▸ Исходный текст
Достойна внимания была супрематистская роспись стен — клеевой краской. Художник Александра Экстер заполнила пространство цветными кубами, цилиндрами и орнаментами; тогда подобная живопись называлась «беспредметной» и совершенно совпадала с нынешней «абстрактной» живописью.

Единственным «сюжетным» образом можно было признать птичку, нарисованную над дверью уборной, с надписью: «Здесь голубки оправляют свои перышки».

Исполнительская часть была представлена следующей четверкой: Владимир Маяковский, Василий Каменский, про которого в афишах писалось «мать русского футуризма», Давид Бурлюк под титулом «отец русского футуризма» и Владимир Гольдшмидт.

▸ Записи набора данных
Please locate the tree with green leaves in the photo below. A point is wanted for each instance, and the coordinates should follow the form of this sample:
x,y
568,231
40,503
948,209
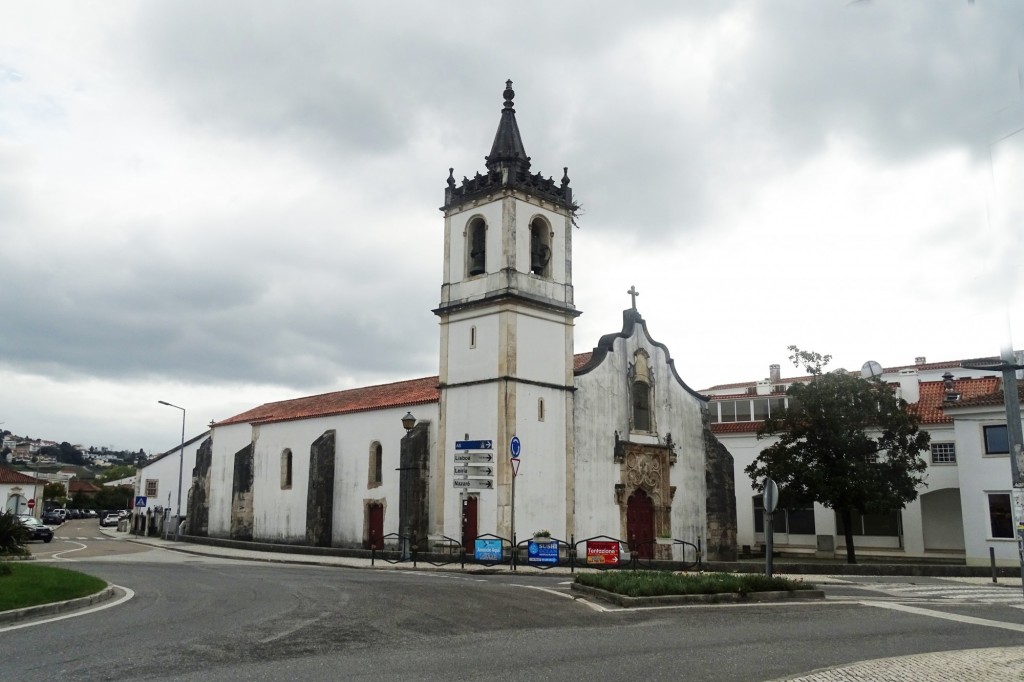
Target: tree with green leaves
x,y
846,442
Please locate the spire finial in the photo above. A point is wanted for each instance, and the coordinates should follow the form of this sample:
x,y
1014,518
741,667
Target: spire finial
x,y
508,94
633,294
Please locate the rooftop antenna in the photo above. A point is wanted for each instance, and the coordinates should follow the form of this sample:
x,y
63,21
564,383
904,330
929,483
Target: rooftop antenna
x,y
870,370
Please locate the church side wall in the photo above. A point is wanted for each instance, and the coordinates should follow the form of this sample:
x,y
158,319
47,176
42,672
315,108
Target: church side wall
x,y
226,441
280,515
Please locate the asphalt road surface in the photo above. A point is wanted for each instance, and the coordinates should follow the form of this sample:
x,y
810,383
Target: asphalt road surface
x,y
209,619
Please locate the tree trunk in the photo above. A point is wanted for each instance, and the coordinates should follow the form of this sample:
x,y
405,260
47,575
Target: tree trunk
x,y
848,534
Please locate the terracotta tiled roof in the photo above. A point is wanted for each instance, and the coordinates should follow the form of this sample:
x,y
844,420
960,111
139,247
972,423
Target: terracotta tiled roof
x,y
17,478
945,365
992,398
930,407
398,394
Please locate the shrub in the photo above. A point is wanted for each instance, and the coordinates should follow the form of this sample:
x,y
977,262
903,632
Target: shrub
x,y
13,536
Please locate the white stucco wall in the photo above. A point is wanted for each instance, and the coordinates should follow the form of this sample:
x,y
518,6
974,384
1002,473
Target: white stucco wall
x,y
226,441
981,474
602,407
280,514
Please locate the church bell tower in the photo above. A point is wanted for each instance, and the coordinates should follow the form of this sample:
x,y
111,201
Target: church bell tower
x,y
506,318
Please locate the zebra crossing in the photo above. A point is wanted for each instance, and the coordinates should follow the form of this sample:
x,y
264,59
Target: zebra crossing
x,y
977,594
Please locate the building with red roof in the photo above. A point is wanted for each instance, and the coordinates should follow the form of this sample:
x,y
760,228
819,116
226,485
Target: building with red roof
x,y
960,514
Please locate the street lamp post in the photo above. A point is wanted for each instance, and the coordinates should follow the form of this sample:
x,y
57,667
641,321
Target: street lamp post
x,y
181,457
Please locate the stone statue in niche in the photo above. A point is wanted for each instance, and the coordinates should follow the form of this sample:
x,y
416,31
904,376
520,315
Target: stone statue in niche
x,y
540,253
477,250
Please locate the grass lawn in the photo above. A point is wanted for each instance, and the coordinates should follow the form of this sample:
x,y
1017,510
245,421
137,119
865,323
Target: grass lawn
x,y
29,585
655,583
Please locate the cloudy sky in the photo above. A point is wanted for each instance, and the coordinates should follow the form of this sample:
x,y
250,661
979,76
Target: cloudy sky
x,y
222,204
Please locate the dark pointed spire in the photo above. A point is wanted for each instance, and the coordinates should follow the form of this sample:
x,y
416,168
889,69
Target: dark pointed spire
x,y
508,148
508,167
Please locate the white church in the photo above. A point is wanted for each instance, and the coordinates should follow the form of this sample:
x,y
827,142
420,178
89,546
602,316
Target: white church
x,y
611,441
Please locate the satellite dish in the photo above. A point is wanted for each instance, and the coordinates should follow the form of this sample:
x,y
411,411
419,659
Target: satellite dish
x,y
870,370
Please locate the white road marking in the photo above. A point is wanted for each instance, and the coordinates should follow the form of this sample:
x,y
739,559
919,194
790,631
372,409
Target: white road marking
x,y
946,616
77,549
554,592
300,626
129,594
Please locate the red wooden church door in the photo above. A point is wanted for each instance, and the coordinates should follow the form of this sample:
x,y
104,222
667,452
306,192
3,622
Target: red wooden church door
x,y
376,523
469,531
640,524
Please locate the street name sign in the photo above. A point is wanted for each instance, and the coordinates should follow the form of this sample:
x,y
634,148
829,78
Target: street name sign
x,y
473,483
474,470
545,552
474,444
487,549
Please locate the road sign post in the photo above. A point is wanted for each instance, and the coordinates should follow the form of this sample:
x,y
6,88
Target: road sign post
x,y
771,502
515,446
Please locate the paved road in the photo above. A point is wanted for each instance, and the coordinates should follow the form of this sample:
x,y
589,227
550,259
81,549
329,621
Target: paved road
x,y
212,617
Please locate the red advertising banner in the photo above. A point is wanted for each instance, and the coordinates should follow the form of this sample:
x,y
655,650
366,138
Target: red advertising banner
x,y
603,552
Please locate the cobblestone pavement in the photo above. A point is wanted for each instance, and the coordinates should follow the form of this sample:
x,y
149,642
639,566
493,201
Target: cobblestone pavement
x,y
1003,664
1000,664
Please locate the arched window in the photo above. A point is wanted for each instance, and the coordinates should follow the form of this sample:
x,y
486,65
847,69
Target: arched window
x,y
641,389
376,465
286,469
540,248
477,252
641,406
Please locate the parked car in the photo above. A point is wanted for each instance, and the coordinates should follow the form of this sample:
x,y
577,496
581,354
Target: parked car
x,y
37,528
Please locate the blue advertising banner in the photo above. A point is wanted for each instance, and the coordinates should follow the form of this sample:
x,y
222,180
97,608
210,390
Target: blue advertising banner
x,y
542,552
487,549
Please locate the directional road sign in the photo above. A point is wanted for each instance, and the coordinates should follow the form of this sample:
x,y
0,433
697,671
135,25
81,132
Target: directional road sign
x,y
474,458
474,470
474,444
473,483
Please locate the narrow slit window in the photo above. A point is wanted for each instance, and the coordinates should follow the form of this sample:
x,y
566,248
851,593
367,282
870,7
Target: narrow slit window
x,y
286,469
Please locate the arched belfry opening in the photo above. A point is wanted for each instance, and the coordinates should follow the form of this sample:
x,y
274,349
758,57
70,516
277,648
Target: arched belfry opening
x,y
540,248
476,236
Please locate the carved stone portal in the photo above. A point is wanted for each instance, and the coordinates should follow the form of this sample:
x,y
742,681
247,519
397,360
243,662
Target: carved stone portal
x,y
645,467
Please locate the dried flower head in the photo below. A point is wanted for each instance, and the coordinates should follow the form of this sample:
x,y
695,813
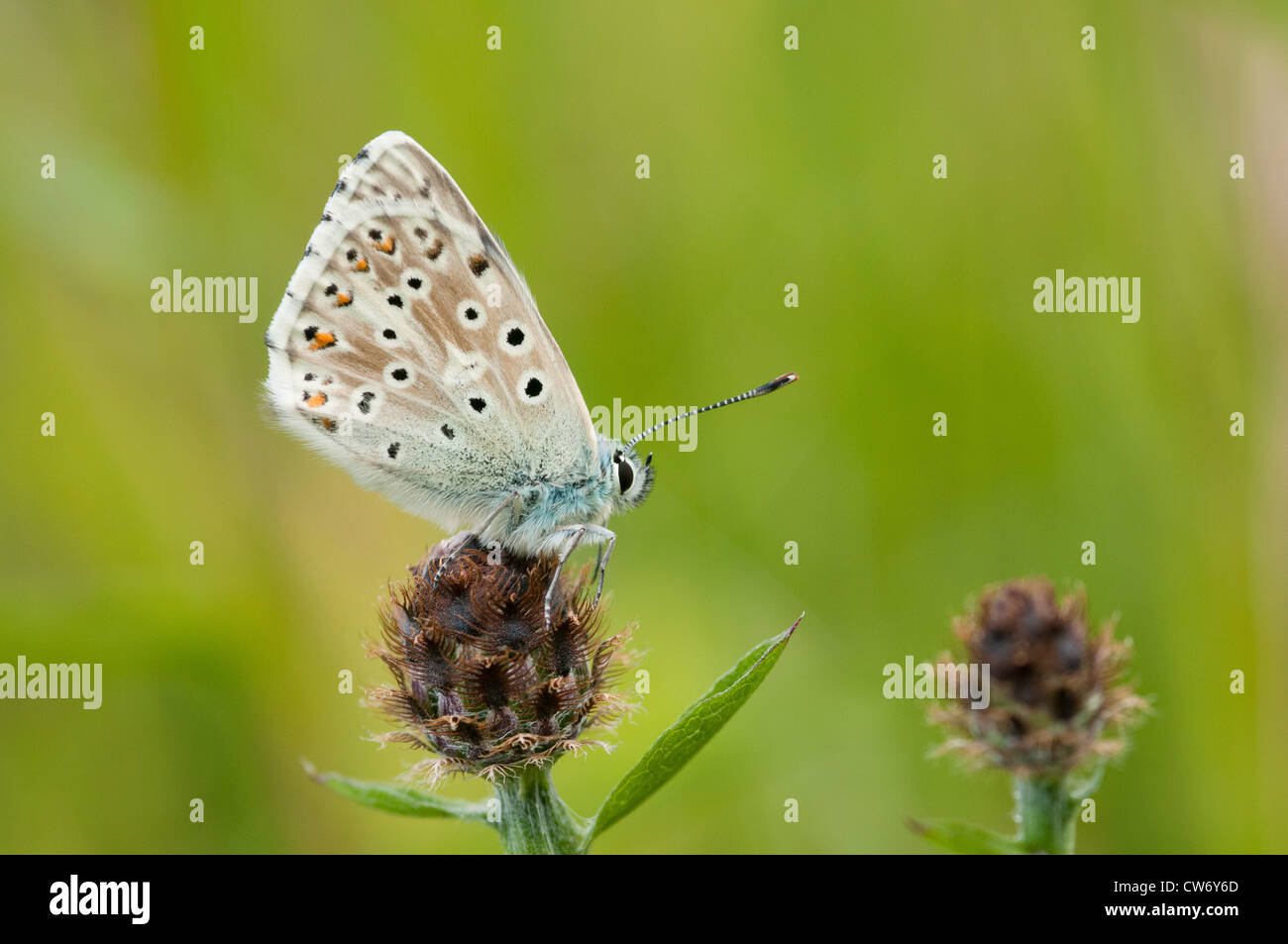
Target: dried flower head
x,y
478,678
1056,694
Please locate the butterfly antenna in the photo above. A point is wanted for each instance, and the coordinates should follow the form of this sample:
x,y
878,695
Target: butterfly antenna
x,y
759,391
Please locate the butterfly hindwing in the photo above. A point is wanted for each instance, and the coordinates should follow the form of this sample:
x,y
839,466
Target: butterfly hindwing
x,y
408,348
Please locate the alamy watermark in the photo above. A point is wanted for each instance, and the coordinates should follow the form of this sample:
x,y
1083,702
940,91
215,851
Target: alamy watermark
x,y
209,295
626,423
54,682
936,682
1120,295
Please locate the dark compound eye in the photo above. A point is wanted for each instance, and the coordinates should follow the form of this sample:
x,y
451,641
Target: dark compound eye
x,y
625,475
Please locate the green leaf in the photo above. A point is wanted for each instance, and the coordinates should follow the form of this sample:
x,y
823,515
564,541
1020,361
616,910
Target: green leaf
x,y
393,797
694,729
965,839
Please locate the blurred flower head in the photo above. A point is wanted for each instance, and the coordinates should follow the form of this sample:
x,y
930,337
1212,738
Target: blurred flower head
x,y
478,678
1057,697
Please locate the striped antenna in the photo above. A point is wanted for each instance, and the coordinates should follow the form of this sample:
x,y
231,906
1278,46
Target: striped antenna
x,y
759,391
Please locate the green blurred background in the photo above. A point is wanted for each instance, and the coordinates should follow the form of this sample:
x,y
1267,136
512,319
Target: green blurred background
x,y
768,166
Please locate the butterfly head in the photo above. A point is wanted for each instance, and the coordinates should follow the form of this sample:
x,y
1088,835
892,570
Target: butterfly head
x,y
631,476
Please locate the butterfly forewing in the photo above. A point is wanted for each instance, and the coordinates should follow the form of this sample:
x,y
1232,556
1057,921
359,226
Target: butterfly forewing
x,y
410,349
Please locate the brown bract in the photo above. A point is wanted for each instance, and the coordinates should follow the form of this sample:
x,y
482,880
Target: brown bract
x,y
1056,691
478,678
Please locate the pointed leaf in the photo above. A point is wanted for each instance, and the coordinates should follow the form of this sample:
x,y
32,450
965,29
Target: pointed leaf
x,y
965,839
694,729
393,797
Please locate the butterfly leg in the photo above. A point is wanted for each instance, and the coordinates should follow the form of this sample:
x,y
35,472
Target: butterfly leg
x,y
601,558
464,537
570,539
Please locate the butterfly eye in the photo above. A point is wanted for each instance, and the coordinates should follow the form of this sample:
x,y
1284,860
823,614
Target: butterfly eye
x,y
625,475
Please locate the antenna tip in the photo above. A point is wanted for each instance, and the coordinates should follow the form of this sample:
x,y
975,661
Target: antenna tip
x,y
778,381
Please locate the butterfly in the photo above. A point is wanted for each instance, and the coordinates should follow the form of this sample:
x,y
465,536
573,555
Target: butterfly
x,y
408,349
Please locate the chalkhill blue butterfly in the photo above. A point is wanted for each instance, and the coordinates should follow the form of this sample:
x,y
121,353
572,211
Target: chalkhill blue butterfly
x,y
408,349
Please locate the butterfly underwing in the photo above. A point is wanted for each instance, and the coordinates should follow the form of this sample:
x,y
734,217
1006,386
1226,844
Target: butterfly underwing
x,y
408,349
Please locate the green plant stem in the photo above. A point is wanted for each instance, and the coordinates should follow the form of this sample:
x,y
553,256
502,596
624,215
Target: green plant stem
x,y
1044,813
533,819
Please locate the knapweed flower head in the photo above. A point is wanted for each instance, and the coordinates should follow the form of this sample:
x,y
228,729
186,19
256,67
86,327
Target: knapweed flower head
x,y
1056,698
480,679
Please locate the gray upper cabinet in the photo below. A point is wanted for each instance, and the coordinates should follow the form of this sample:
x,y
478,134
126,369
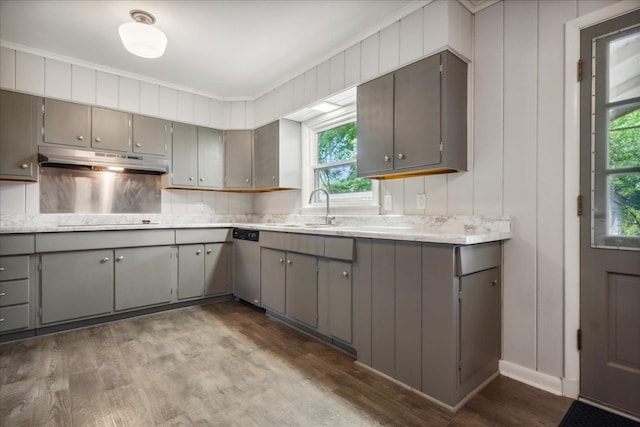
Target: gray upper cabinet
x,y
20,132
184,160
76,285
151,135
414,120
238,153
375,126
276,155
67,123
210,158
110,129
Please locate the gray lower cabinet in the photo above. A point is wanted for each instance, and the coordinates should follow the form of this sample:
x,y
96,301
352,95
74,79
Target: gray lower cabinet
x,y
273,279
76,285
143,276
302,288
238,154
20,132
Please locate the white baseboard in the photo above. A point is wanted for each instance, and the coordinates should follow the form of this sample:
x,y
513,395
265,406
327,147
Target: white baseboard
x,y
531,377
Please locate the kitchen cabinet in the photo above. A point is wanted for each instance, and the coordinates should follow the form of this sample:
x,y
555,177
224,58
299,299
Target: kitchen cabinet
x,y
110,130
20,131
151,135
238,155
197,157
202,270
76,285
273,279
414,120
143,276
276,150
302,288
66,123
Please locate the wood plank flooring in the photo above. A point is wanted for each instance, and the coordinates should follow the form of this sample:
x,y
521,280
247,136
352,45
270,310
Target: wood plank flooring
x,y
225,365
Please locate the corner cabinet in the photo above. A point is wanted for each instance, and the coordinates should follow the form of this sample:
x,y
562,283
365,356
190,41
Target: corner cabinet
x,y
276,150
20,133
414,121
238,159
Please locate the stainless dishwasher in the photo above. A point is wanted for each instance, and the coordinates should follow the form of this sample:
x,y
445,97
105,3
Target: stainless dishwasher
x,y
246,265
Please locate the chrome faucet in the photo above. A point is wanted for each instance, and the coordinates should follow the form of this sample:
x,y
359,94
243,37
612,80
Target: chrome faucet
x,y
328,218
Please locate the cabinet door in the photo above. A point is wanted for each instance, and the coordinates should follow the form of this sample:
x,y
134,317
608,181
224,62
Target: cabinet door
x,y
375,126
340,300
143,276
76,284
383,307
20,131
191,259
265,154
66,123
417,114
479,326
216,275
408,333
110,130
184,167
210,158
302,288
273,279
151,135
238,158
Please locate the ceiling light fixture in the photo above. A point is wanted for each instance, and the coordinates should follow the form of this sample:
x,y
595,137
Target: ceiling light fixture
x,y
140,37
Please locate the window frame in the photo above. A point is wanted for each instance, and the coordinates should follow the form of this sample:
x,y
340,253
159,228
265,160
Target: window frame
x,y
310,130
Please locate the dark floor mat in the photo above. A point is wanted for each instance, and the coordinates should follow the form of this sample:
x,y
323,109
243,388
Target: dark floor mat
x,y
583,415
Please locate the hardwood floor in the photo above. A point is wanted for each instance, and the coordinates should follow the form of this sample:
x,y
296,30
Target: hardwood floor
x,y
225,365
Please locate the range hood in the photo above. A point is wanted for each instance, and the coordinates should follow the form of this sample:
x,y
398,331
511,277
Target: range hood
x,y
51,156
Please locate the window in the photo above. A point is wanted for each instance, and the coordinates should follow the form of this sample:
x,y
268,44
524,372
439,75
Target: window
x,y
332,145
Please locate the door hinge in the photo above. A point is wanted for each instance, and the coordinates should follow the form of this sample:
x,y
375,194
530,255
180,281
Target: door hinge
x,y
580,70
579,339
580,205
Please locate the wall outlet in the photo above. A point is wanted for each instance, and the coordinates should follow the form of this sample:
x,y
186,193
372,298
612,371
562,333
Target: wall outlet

▸ Проверьте понимание
**A)** Перепишите фрагмент текста о футуристах, начиная со слов «Исполнительская часть была» и заканчивая словами «и Владимир Гольдшмидт.», поставив «группой» вместо «четверкой».
**B)** Назовите всех людей, которые упомянуты по имени в тексте о футуристах.
**C)** Напишите продолжение текста о футуристах, начав сразу после его последнего предложения.
Эти записи никак не связаны с текстом о футуристах.

▸ Ответы по порядку
**A)**
Исполнительская часть была представлена следующей группой: Владимир Маяковский, Василий Каменский, про которого в афишах писалось «мать русского футуризма», Давид Бурлюк под титулом «отец русского футуризма» и Владимир Гольдшмидт.

**B)** Александра Экстер, Владимир Маяковский, Василий Каменский, Давид Бурлюк, Владимир Гольдшмидт.

**C)**
Последний имел к группе довольно условное отношение, он ни четырехстопным ямбом, ни вольным стихом не владел и листка бумаги рифмованной строчкой ни разу не осквернил. Но он называл себя «футурист жизни».

В подтверждение своих слов он охотно разбивал суповую тарелку о свою голову. Голова была у него быкоподобная, к сему делу приспособленная, а волосы выпудрены бронзовым порошком.

Из того, что читал Василий Каменский, запомнилось:

В России кончился царизм, Он сброшен в темный люк! Теперь в России футуризм — Каменский и Бурлюк!

Произносилось это звонкоголосым, золотокудрым, чаруйно-улыбчивым поэтом, произносилось в шутку и в шутку принималось; программным опусом у Каменского была поэма «Стенька Разин», куда входили и лирика персидской княжны, и знаменитое «Сарынь на кичку!».

Что касается Бурлюка, он в течение многих вечеров, приставляя к глазу лорнет (у него была ассимиляция зрения), читал стихотворение, которое начиналось:

Мне нравится беременный мужчина… Как он хорош у памятника Пушкина, Одетый в серую тужурку И ковыряет пальцем штукатурку.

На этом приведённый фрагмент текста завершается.